* Textauszug
· · · ·

Särge mit ertrunkenen Flüchtlingen in einem Hangar des Lampeduser Flughafens.

Das Geld für die Schlepperbanden leihten sich viele Flüchtlinge bei ihren Familien. Dabei sei nicht einmal sicher, ob sie wirklich nach Europa gebracht würden, sagte Burkhardt. Viele Schlepperbanden hielten die Flüchtlinge etwa auf dem Sinai in Ägypten gefangen. Dort würden sie Opfer von schweren Menschenrechtsverletzungen und ihre Verwandten um Lösegeld für die Gefangenen erpresst.

Trotz dieses Risikos seien viele Menschen aus Verzweiflung bereit, die gefährliche Flucht zu versuchen. "Sie haben die Wahl, vor Europas Grenzen zu Grunde zu gehen, oder mit 20 Prozent Todesrisiko nach Europa zu kommen", sagte Burkhardt. Europa habe sich zur Festung entwickelt und abgeschottet. Dies sei gerade von Deutschland vorangetrieben worden, auch wenn Bundesinnenminister Hans-Peter Friedrich (CSU) dies bestreite. Die gefahrlose Einreise von Flüchtlingen nach Europa müsse gewährleistet werden, forderte Burkhardt. Zudem sollte Europa einen gemeinsamen Seenotsrettungsdienst einrichten.

· · · ·

* Arbeitsauftrag A
Übersetzen Sie den folgenden Satz aus dem Textauszug ins Englische: „Europa habe sich zur Festung entwickelt und abgeschottet.“
* Arbeitsauftrag B
Beantworten Sie anhand des Textauszugs diese Fragen:
(i) Bei wem leihen sich viele Flüchtlinge das Geld für die Schlepperbanden?
(ii) Wo halten viele Schlepperbanden die Flüchtlinge laut Burkhardt gefangen?
(iii) Wie hoch ist laut Burkhardt das Todesrisiko auf dem Weg nach Europa?

· · · ·

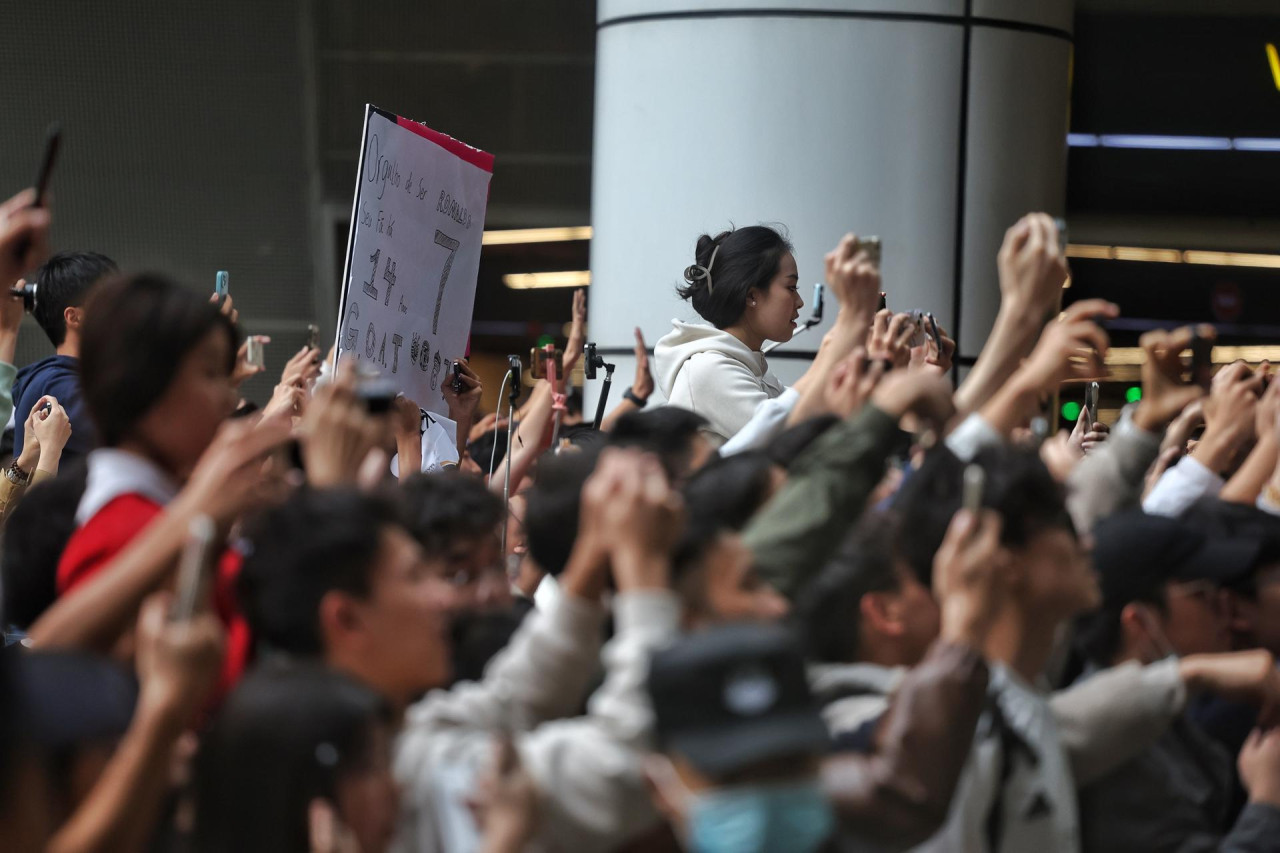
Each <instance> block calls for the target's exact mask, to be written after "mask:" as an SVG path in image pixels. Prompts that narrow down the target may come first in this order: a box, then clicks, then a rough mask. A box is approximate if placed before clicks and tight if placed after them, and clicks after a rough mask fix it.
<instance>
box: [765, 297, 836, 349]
mask: <svg viewBox="0 0 1280 853" xmlns="http://www.w3.org/2000/svg"><path fill="white" fill-rule="evenodd" d="M819 323H822V282H819V283H817V284H814V286H813V314H812V315H810V316H809V319H808V320H805V321H804V324H801V325H800V327H797V328H796V330H795V332H792V333H791V337H792V338H795V336H797V334H800V333H801V332H808V330H809V329H812V328H813V327H815V325H818V324H819ZM783 343H785V341H771V342H769V345H768V346H764V347H760V352H773V351H774V350H777V348H778V347H781V346H782V345H783Z"/></svg>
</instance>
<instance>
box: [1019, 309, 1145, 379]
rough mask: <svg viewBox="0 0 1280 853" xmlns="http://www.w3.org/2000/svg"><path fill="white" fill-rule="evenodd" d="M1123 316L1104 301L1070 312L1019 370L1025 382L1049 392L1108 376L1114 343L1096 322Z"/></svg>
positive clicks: (1064, 313)
mask: <svg viewBox="0 0 1280 853" xmlns="http://www.w3.org/2000/svg"><path fill="white" fill-rule="evenodd" d="M1119 313H1120V310H1119V309H1117V307H1116V306H1115V305H1112V304H1111V302H1106V301H1103V300H1084V301H1083V302H1076V304H1075V305H1073V306H1071V307H1069V309H1066V310H1065V311H1064V313H1062V316H1061V318H1059V319H1057V320H1056V321H1052V323H1050V324H1048V325H1046V327H1044V330H1043V332H1042V333H1041V338H1039V342H1038V343H1037V345H1036V348H1034V350H1033V351H1032V355H1030V357H1028V359H1027V361H1025V364H1023V366H1021V368H1020V369H1019V373H1020V374H1021V379H1023V380H1024V382H1027V383H1029V386H1030V387H1034V388H1037V389H1039V391H1043V392H1048V391H1052V389H1053V388H1055V387H1056V386H1057V384H1059V383H1060V382H1065V380H1068V379H1097V378H1098V377H1103V375H1106V365H1105V364H1103V359H1105V357H1106V353H1107V347H1108V346H1110V339H1108V338H1107V333H1106V332H1105V330H1103V329H1102V327H1100V325H1098V324H1097V323H1094V320H1096V319H1098V318H1114V316H1117V315H1119Z"/></svg>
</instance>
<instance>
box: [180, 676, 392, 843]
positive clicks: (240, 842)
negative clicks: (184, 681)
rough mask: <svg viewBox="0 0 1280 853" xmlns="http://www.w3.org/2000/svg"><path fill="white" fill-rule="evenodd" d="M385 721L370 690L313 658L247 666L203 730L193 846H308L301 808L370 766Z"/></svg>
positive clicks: (331, 802) (382, 700)
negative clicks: (316, 662)
mask: <svg viewBox="0 0 1280 853" xmlns="http://www.w3.org/2000/svg"><path fill="white" fill-rule="evenodd" d="M379 725H387V726H389V725H390V710H389V708H388V706H387V703H385V701H383V698H381V697H379V695H378V694H376V693H375V692H374V690H371V689H369V688H367V686H365V685H362V684H358V683H357V681H355V680H352V679H349V678H347V676H346V675H342V674H340V672H335V671H333V670H328V669H325V667H323V666H319V665H315V663H292V665H283V663H279V662H276V663H271V665H268V666H264V667H260V669H259V670H256V671H253V672H250V674H248V675H247V676H246V678H244V680H243V681H241V684H239V686H237V688H236V690H234V692H233V693H232V694H230V697H228V699H227V703H225V704H224V706H223V708H221V711H220V712H219V715H218V717H216V719H215V721H214V724H212V727H211V729H210V730H209V731H207V733H206V734H205V735H202V736H201V743H200V754H198V756H197V760H196V774H195V799H196V826H195V833H193V838H192V840H193V849H195V850H197V853H268V852H270V853H278V852H282V850H301V852H305V850H310V849H311V847H310V840H308V839H310V831H308V817H307V816H308V808H310V804H311V800H314V799H316V798H324V799H328V800H329V802H330V803H335V802H337V786H338V781H339V780H340V779H342V777H343V776H346V775H348V774H351V772H353V771H356V772H358V771H360V770H362V768H364V767H366V766H369V763H370V760H371V758H372V756H371V754H370V751H371V749H372V744H374V742H372V734H374V731H375V729H376V726H379Z"/></svg>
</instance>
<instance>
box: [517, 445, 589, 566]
mask: <svg viewBox="0 0 1280 853" xmlns="http://www.w3.org/2000/svg"><path fill="white" fill-rule="evenodd" d="M599 456H600V455H599V452H598V450H596V448H590V447H588V448H584V450H582V451H580V452H577V453H543V456H541V459H540V460H539V461H538V476H536V478H535V479H534V484H532V487H530V489H529V491H527V492H526V493H525V494H526V497H525V501H526V510H525V543H526V544H527V546H529V556H530V557H532V558H534V562H536V564H538V567H539V569H541V570H543V571H545V573H547V574H549V575H558V574H559V573H562V571H564V566H566V565H567V564H568V556H570V553H571V552H572V551H573V542H575V539H577V521H579V511H580V508H581V506H582V485H585V484H586V480H588V478H590V476H591V471H594V470H595V462H596V461H598V460H599Z"/></svg>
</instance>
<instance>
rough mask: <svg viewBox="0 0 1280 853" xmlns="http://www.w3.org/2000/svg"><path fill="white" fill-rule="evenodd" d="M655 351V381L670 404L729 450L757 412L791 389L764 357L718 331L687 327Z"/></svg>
mask: <svg viewBox="0 0 1280 853" xmlns="http://www.w3.org/2000/svg"><path fill="white" fill-rule="evenodd" d="M671 324H672V325H673V327H675V328H673V329H672V330H671V332H668V333H667V334H666V336H663V338H662V339H660V341H658V345H657V346H655V347H654V350H653V361H654V368H655V377H654V378H655V379H657V380H658V387H659V388H660V389H662V393H663V396H664V397H666V398H667V402H668V403H671V405H672V406H680V407H681V409H689V410H690V411H695V412H698V414H699V415H701V416H703V418H705V419H707V420H708V421H710V425H709V428H708V429H707V432H708V433H709V434H710V438H713V439H716V442H717V444H723V443H724V442H726V441H728V439H730V438H732V437H733V434H735V433H737V430H740V429H742V427H745V425H746V421H749V420H751V415H754V414H755V407H756V406H759V405H760V403H762V402H764V401H765V400H772V398H774V397H777V396H780V394H781V393H782V392H783V391H785V387H783V384H782V383H781V382H778V378H777V377H774V375H773V374H772V373H769V365H768V362H767V361H765V360H764V356H763V355H762V353H759V352H756V351H754V350H751V348H750V347H748V346H746V345H745V343H742V342H741V341H739V339H737V338H735V337H733V336H732V334H730V333H728V332H723V330H721V329H717V328H714V327H712V325H705V324H701V323H681V321H680V320H672V321H671Z"/></svg>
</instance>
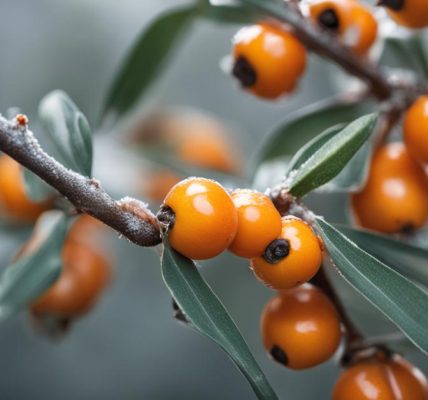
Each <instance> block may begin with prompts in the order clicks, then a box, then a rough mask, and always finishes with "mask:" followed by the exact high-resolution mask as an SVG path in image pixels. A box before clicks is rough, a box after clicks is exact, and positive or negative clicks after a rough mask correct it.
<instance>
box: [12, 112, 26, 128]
mask: <svg viewBox="0 0 428 400" xmlns="http://www.w3.org/2000/svg"><path fill="white" fill-rule="evenodd" d="M15 120H16V122H17V123H18V126H19V127H21V128H24V127H26V126H27V125H28V117H27V116H26V115H25V114H18V115H17V116H16V117H15Z"/></svg>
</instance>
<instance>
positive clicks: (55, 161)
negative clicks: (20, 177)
mask: <svg viewBox="0 0 428 400" xmlns="http://www.w3.org/2000/svg"><path fill="white" fill-rule="evenodd" d="M22 122H23V121H19V120H16V119H15V120H12V121H9V120H7V119H6V118H4V117H2V116H0V150H1V151H3V152H4V153H6V154H8V155H9V156H10V157H12V158H14V159H15V160H16V161H18V162H19V163H20V164H22V165H23V166H24V167H26V168H28V169H29V170H30V171H32V172H33V173H35V174H36V175H38V176H39V177H40V178H42V179H43V180H44V181H45V182H46V183H48V184H49V185H50V186H52V187H53V188H54V189H56V190H57V191H58V192H59V193H61V194H62V195H63V196H64V197H65V198H67V199H68V200H69V201H70V203H72V204H73V205H74V206H75V207H76V209H77V210H78V211H80V212H84V213H86V214H89V215H92V216H93V217H95V218H97V219H99V220H100V221H102V222H104V223H105V224H106V225H108V226H110V227H112V228H113V229H115V230H116V231H117V232H118V233H119V234H121V235H123V236H124V237H126V238H127V239H129V240H130V241H131V242H134V243H135V244H138V245H140V246H155V245H157V244H158V243H160V241H161V239H160V229H159V224H158V222H157V219H156V217H155V216H154V215H153V214H152V213H151V212H150V211H149V210H148V208H147V207H146V206H145V205H144V204H143V203H142V202H139V201H138V200H135V199H131V198H125V199H122V200H119V201H115V200H113V199H112V198H111V197H110V196H109V195H108V194H107V193H106V192H105V191H104V190H103V189H102V187H101V185H100V183H99V182H98V181H97V180H95V179H93V178H88V177H85V176H83V175H80V174H78V173H76V172H74V171H72V170H69V169H67V168H65V167H64V166H63V165H62V164H60V163H59V162H58V161H56V160H55V159H54V158H52V157H51V156H49V155H48V154H47V153H46V152H45V151H44V150H43V149H42V148H41V147H40V145H39V143H38V141H37V139H36V138H35V137H34V135H33V133H32V132H31V131H30V130H28V128H27V125H26V123H22Z"/></svg>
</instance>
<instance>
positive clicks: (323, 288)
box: [311, 265, 363, 362]
mask: <svg viewBox="0 0 428 400" xmlns="http://www.w3.org/2000/svg"><path fill="white" fill-rule="evenodd" d="M311 283H312V284H314V285H315V286H317V287H319V288H320V289H321V290H322V291H323V292H324V293H325V294H326V295H327V296H328V297H329V298H330V300H331V301H332V302H333V303H334V305H335V307H336V310H337V312H338V313H339V315H340V319H341V321H342V324H343V326H344V327H345V341H346V345H345V350H344V354H343V357H342V362H346V361H345V360H348V359H349V358H350V357H351V355H352V352H353V349H355V348H356V347H358V348H360V346H357V344H360V343H362V342H363V335H362V334H361V332H360V331H359V330H358V328H357V327H356V326H355V324H354V323H353V321H352V320H351V319H350V317H349V316H348V313H347V312H346V310H345V307H344V306H343V304H342V301H341V300H340V298H339V296H338V295H337V293H336V290H335V289H334V287H333V285H332V284H331V282H330V280H329V279H328V277H327V275H326V271H325V266H324V265H323V266H322V267H321V268H320V270H319V272H318V273H317V275H316V276H315V277H314V278H313V279H312V280H311Z"/></svg>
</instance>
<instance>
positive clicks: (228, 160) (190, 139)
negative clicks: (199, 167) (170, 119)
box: [175, 115, 239, 173]
mask: <svg viewBox="0 0 428 400" xmlns="http://www.w3.org/2000/svg"><path fill="white" fill-rule="evenodd" d="M181 123H182V129H181V130H180V132H179V133H178V134H177V136H176V138H175V140H176V143H175V152H176V155H177V157H178V158H179V159H180V160H182V161H183V162H185V163H186V164H189V165H194V166H195V167H201V168H208V169H213V170H216V171H221V172H226V173H235V172H237V170H238V169H239V167H238V160H239V157H238V155H237V152H236V151H235V150H234V149H233V145H232V143H231V141H230V140H229V139H228V138H227V137H226V132H225V130H224V128H223V127H222V126H221V125H220V124H219V123H218V122H217V121H215V120H213V119H212V118H208V117H205V116H196V115H190V116H188V117H187V118H185V117H183V118H182V121H181Z"/></svg>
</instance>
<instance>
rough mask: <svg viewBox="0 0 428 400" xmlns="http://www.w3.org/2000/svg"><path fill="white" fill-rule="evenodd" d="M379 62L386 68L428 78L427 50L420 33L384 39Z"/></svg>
mask: <svg viewBox="0 0 428 400" xmlns="http://www.w3.org/2000/svg"><path fill="white" fill-rule="evenodd" d="M380 62H381V63H382V64H383V65H388V68H391V67H393V68H401V69H410V70H413V71H416V72H418V73H419V74H422V75H424V76H425V77H426V76H428V58H427V49H426V45H425V43H424V38H423V37H422V33H412V34H411V35H409V36H408V37H389V38H386V39H385V43H384V47H383V52H382V56H381V61H380Z"/></svg>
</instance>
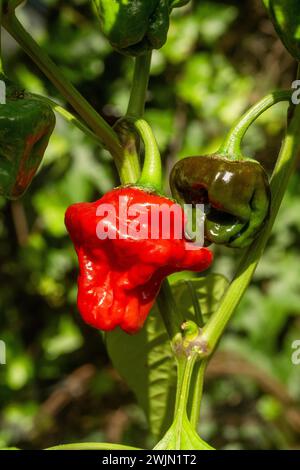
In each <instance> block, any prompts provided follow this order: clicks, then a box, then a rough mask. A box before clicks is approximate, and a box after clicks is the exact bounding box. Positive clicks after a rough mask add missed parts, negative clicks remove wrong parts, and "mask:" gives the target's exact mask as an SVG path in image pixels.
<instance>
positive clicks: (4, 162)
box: [0, 74, 55, 199]
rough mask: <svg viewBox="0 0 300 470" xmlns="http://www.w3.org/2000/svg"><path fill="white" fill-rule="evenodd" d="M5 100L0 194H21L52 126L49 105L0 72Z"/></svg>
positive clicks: (28, 183)
mask: <svg viewBox="0 0 300 470" xmlns="http://www.w3.org/2000/svg"><path fill="white" fill-rule="evenodd" d="M0 80H1V81H2V82H4V84H5V88H6V103H5V104H0V195H2V196H5V197H7V198H9V199H17V198H18V197H20V196H22V194H23V193H24V192H25V191H26V189H27V188H28V186H29V184H30V183H31V181H32V179H33V177H34V175H35V174H36V172H37V170H38V167H39V165H40V163H41V161H42V158H43V155H44V152H45V150H46V147H47V145H48V142H49V139H50V136H51V134H52V132H53V129H54V126H55V115H54V113H53V111H52V108H51V107H50V106H49V105H48V104H47V103H45V102H44V101H42V99H40V98H39V97H37V96H35V95H31V94H30V93H27V92H24V91H23V90H20V89H19V88H18V87H17V86H16V85H15V84H13V83H12V82H11V81H10V80H8V79H7V78H6V76H5V75H3V74H0Z"/></svg>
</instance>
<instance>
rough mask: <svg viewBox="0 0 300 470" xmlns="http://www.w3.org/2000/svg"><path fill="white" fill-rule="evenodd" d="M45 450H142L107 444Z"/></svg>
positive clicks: (97, 444) (128, 446)
mask: <svg viewBox="0 0 300 470" xmlns="http://www.w3.org/2000/svg"><path fill="white" fill-rule="evenodd" d="M45 450H142V449H138V448H137V447H129V446H123V445H121V444H109V443H106V442H79V443H76V444H62V445H58V446H55V447H48V449H45Z"/></svg>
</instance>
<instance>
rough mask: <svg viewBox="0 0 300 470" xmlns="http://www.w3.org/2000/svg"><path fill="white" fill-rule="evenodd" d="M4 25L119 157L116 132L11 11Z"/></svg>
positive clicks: (38, 65) (45, 74)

· · · ·

* Endgültige Antwort A
Europe had developed into a fortress and sealed itself off.

* Endgültige Antwort B
(i) Bei ihren Familien.
(ii) Auf dem Sinai in Ägypten.
(iii) 20 Prozent.